_WHAT YOU NEED TO DO_.
Rewrite the entries below, switching "a point for each instance" to "one point per instance" wherever it occurs and changing nothing else. Leave out the pictures.
═══ EXERCISE DATA ═══
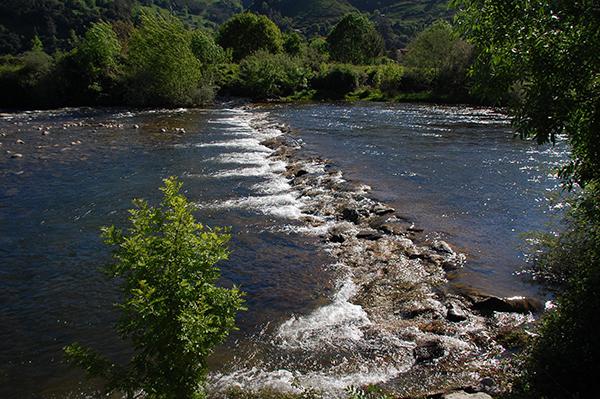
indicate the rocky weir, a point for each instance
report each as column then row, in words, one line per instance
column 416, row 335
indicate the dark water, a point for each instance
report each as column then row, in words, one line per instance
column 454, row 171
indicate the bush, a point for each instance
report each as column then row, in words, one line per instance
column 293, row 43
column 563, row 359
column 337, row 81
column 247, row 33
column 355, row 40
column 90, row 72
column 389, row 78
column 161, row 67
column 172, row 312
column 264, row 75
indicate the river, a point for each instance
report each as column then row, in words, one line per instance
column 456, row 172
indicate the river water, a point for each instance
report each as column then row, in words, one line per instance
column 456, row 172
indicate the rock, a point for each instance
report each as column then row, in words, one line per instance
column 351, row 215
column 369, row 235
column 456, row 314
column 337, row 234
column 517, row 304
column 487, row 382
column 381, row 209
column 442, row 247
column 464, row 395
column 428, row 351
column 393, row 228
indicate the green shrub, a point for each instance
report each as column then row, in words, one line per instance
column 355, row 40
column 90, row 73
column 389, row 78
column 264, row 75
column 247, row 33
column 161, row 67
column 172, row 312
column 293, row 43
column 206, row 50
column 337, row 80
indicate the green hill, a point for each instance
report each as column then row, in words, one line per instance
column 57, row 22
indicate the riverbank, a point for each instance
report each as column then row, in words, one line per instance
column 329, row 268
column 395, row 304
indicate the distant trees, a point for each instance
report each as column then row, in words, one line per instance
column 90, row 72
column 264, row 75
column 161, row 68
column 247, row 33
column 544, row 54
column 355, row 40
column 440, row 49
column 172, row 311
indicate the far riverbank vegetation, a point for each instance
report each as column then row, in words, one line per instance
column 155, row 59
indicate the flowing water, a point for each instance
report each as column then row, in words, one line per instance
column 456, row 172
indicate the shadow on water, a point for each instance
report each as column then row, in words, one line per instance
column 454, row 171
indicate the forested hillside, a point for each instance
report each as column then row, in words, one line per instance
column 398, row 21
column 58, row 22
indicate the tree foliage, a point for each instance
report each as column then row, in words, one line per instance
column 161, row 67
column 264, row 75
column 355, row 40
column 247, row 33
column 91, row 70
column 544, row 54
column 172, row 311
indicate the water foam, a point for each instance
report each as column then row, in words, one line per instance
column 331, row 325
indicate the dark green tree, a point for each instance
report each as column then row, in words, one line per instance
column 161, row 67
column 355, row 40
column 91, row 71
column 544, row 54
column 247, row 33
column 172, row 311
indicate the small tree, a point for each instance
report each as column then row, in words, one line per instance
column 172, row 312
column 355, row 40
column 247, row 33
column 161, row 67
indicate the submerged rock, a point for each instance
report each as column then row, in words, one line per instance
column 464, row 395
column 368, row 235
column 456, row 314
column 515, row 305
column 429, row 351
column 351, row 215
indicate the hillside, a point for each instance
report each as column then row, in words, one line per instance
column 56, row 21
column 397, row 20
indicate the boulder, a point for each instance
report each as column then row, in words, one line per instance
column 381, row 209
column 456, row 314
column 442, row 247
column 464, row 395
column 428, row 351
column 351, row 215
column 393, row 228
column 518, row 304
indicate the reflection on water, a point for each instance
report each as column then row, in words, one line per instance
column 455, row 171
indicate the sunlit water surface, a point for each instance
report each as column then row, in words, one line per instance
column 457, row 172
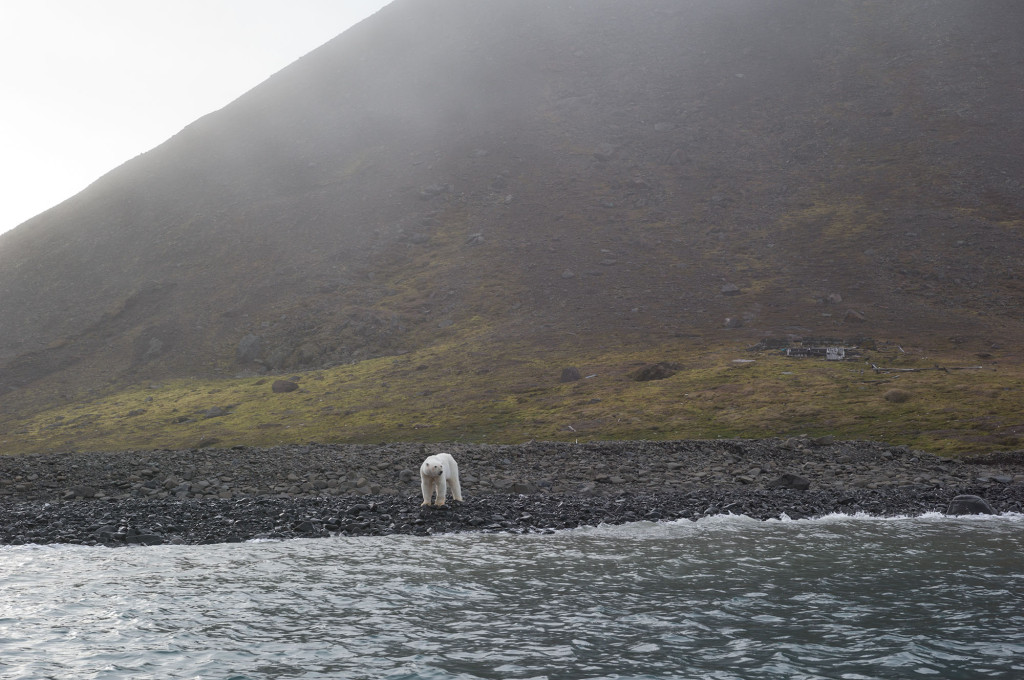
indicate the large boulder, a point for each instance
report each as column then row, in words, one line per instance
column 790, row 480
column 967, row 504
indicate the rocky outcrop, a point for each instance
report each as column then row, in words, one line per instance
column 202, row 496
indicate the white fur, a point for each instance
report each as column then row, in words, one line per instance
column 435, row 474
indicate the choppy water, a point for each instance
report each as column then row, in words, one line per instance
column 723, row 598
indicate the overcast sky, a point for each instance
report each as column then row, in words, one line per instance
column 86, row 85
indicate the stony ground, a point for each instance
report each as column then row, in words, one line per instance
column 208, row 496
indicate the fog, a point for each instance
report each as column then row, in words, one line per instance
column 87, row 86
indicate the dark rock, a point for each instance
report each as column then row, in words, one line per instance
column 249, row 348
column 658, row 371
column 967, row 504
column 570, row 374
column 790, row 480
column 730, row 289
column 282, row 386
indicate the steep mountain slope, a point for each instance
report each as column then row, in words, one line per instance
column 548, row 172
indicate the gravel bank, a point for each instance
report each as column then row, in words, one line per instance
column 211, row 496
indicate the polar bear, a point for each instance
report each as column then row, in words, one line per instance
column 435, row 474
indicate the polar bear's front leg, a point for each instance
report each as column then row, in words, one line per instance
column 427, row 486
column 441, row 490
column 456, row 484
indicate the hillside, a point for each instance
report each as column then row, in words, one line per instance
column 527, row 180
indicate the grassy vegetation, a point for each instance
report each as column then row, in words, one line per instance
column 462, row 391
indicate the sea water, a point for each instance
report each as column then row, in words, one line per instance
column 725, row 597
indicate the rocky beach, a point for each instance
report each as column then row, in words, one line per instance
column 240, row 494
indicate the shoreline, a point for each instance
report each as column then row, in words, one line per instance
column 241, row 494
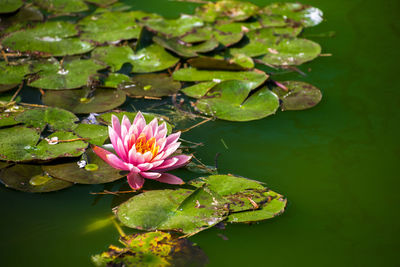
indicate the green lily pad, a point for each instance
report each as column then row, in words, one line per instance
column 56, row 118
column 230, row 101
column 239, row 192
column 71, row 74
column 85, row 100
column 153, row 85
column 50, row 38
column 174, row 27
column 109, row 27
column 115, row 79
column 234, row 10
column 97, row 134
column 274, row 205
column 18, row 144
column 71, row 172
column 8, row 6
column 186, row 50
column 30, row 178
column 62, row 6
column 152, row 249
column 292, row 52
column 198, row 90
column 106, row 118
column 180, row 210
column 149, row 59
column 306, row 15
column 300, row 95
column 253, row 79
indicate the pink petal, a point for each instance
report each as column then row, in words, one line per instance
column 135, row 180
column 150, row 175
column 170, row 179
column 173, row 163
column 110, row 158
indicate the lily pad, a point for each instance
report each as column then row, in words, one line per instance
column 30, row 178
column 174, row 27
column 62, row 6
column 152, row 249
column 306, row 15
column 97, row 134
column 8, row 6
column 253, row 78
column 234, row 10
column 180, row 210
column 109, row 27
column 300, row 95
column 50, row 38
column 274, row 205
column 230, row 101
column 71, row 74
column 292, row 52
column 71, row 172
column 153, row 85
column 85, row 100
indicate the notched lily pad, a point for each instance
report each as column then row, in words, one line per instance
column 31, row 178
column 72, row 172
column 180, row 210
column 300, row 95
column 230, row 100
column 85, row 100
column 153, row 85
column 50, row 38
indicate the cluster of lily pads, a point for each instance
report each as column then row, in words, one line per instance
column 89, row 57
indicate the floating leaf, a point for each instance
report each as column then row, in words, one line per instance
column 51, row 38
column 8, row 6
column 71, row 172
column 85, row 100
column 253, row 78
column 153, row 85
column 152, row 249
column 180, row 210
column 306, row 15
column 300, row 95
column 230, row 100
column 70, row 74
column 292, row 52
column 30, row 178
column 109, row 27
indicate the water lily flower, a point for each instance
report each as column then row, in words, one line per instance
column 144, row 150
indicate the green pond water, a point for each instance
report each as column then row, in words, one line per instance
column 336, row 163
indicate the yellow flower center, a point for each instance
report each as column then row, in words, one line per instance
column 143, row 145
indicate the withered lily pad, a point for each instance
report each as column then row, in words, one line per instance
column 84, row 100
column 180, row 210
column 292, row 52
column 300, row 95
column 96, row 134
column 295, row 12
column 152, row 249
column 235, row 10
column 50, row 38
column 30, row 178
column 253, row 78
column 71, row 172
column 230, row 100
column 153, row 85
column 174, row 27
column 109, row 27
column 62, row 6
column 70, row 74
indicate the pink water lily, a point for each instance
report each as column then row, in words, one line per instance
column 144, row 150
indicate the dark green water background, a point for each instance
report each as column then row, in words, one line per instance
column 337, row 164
═══
_RESPONSE TO THE EXERCISE_.
indicate the rocky weir, one point per instance
report each as column then row, in words, one line per instance
column 416, row 335
indicate the dark water, one point per instance
report each as column then row, in words, one line per instance
column 454, row 171
indicate the bush, one point per instance
report each as column then row, in words, one line per instance
column 293, row 43
column 563, row 359
column 337, row 81
column 247, row 33
column 355, row 40
column 90, row 72
column 389, row 78
column 161, row 67
column 172, row 312
column 264, row 75
indicate the river, one point per instance
report each as column then row, in words, one line per instance
column 456, row 172
indicate the river water, one point per instance
report each as column then row, in words, one line per instance
column 456, row 172
indicate the rock, one point per instance
report each as column then row, in words, one line per instance
column 351, row 215
column 369, row 235
column 456, row 314
column 337, row 234
column 517, row 304
column 487, row 382
column 381, row 209
column 442, row 247
column 464, row 395
column 428, row 351
column 393, row 228
indicate the green shrub, one point per instance
report each as column then row, in words, one line per instance
column 355, row 40
column 90, row 73
column 389, row 78
column 264, row 75
column 247, row 33
column 161, row 67
column 172, row 312
column 293, row 43
column 206, row 50
column 337, row 80
indicate the green hill, one point per instance
report each as column then row, in words, one line per instance
column 57, row 22
indicate the riverbank, one point per instance
report each as column then row, in words, one line per instance
column 329, row 268
column 395, row 304
indicate the distant trees, one point per instance
report each as column then row, in words, one line per instance
column 90, row 72
column 264, row 75
column 161, row 68
column 247, row 33
column 544, row 54
column 355, row 40
column 440, row 49
column 172, row 311
indicate the far riverbank vegetation, one point per instance
report each as column then row, in words, one line per instance
column 155, row 59
indicate the flowing water, one point per instance
report each as column then row, in words, one line per instance
column 456, row 172
indicate the shadow on water, one point per instance
report each as column then row, in words, one line per instance
column 454, row 171
indicate the forested hillside, one point per instance
report each as column then row, in words, one line per instance
column 398, row 21
column 58, row 22
indicate the tree foliage, one point per instance
report each as column then row, in words, one line per instance
column 161, row 67
column 264, row 75
column 355, row 40
column 247, row 33
column 91, row 70
column 544, row 54
column 172, row 311
indicate the water foam, one point per instance
report each as column then row, in words, one line per instance
column 331, row 325
indicate the dark green tree, one point per instance
report each as column then row, in words, one line per instance
column 161, row 67
column 355, row 40
column 91, row 71
column 544, row 54
column 247, row 33
column 172, row 311
indicate the small tree, one point per instance
report each as column then row, in words, one line per instance
column 172, row 312
column 355, row 40
column 247, row 33
column 161, row 67
indicate the submerged rock, one point per instance
report each as column then row, in words, one line per instance
column 464, row 395
column 368, row 235
column 456, row 314
column 515, row 305
column 429, row 351
column 351, row 215
indicate the hillside, one point per instance
report each as column then row, in words, one line per instance
column 56, row 21
column 397, row 20
indicate the boulder, one point per instance
report each as column then row, in words, one line per instance
column 381, row 209
column 456, row 314
column 442, row 247
column 464, row 395
column 428, row 351
column 351, row 215
column 393, row 228
column 518, row 304
indicate the reflection on water, one point per instance
report each as column then row, in words, one line per instance
column 455, row 171
indicate the sunlit water surface, one point per instance
report each as column then row, in words, one line per instance
column 457, row 172
indicate the large boulder, one point per instance
report each as column then row, in words, one line per instance
column 790, row 480
column 967, row 504
indicate the rocky outcrop, one point per instance
report each as column then row, in words, one line per instance
column 202, row 496
indicate the white fur, one point per instance
report each as column then row, in words, one line per instance
column 435, row 474
indicate the choppy water, one point per instance
report each as column then row, in words, one line per instance
column 723, row 598
indicate the overcast sky, one point per instance
report each as column then row, in words, one line per instance
column 86, row 85
indicate the stony ground, one point per instance
report each as column then row, in words, one line per instance
column 208, row 496
indicate the fog, one point per instance
report each as column then row, in words, one line per instance
column 87, row 86
indicate the dark rock, one point per instance
report each as column then row, in words, one line per instance
column 249, row 348
column 658, row 371
column 967, row 504
column 570, row 374
column 790, row 480
column 730, row 289
column 282, row 386
indicate the steep mountain slope, one point per instance
report each as column then row, in words, one line per instance
column 548, row 172
indicate the gravel bank, one point per instance
report each as column then row, in words, one line per instance
column 211, row 496
indicate the polar bear, one point per instance
report each as column then row, in words, one line per instance
column 435, row 474
indicate the polar bear's front leg, one point per instance
report each as column then row, in words, one line per instance
column 427, row 486
column 441, row 490
column 456, row 484
indicate the hillside, one point per instance
report each as column then row, in words, one line per instance
column 527, row 180
indicate the grassy vegetation, one point per instance
report each as column then row, in words, one line per instance
column 462, row 391
indicate the sea water, one point per instance
report each as column then row, in words, one line per instance
column 725, row 597
indicate the rocky beach, one point per instance
report each as column then row, in words, one line per instance
column 240, row 494
indicate the shoreline, one point per instance
report each as column then row, in words, one line per instance
column 241, row 494
indicate the green lily pad, one point per instance
report each as column then row, in words, one line per instance
column 56, row 118
column 230, row 101
column 239, row 192
column 71, row 74
column 85, row 100
column 153, row 85
column 50, row 38
column 174, row 27
column 109, row 27
column 115, row 79
column 234, row 10
column 97, row 134
column 274, row 205
column 18, row 144
column 71, row 172
column 8, row 6
column 186, row 50
column 30, row 178
column 62, row 6
column 152, row 249
column 292, row 52
column 198, row 90
column 106, row 118
column 180, row 210
column 149, row 59
column 306, row 15
column 300, row 95
column 253, row 79
indicate the pink petal, one point per instance
report each as column then row, in words, one line per instance
column 135, row 180
column 150, row 175
column 170, row 179
column 173, row 163
column 110, row 158
indicate the lily pad, one point per instance
report each as column then row, in words, one line per instance
column 30, row 178
column 174, row 27
column 62, row 6
column 152, row 249
column 306, row 15
column 97, row 134
column 8, row 6
column 253, row 78
column 234, row 10
column 180, row 210
column 109, row 27
column 300, row 95
column 50, row 38
column 274, row 205
column 230, row 101
column 71, row 74
column 292, row 52
column 71, row 172
column 153, row 85
column 85, row 100
indicate the notched lily pad, one point per instance
report each as column then row, in words, one line per instance
column 31, row 178
column 72, row 172
column 180, row 210
column 300, row 95
column 230, row 100
column 85, row 100
column 153, row 85
column 50, row 38
indicate the cluster of lily pads, one point per instance
report each as column then row, in words, one line per instance
column 89, row 57
indicate the floating leaf, one point per instance
report each as column then row, in words, one line per instance
column 51, row 38
column 8, row 6
column 71, row 172
column 85, row 100
column 253, row 78
column 153, row 85
column 152, row 249
column 180, row 210
column 306, row 15
column 300, row 95
column 230, row 100
column 70, row 74
column 292, row 52
column 30, row 178
column 109, row 27
indicate the water lily flower, one point per instance
report each as column then row, in words, one line per instance
column 144, row 150
indicate the green pond water, one point per instance
report each as column then row, in words, one line per instance
column 336, row 163
indicate the yellow flower center, one point per instance
report each as column then row, in words, one line per instance
column 143, row 145
indicate the withered lily pad, one point per instance
report each as column then row, in words, one line per instance
column 84, row 100
column 180, row 210
column 292, row 52
column 300, row 95
column 96, row 134
column 295, row 12
column 152, row 249
column 235, row 10
column 50, row 38
column 30, row 178
column 253, row 78
column 71, row 172
column 230, row 100
column 153, row 85
column 174, row 27
column 109, row 27
column 62, row 6
column 70, row 74
indicate the pink water lily, one point per instance
report each as column then row, in words, one line per instance
column 144, row 150
indicate the dark green water background, one point per instance
report each as column then row, in words, one line per instance
column 337, row 164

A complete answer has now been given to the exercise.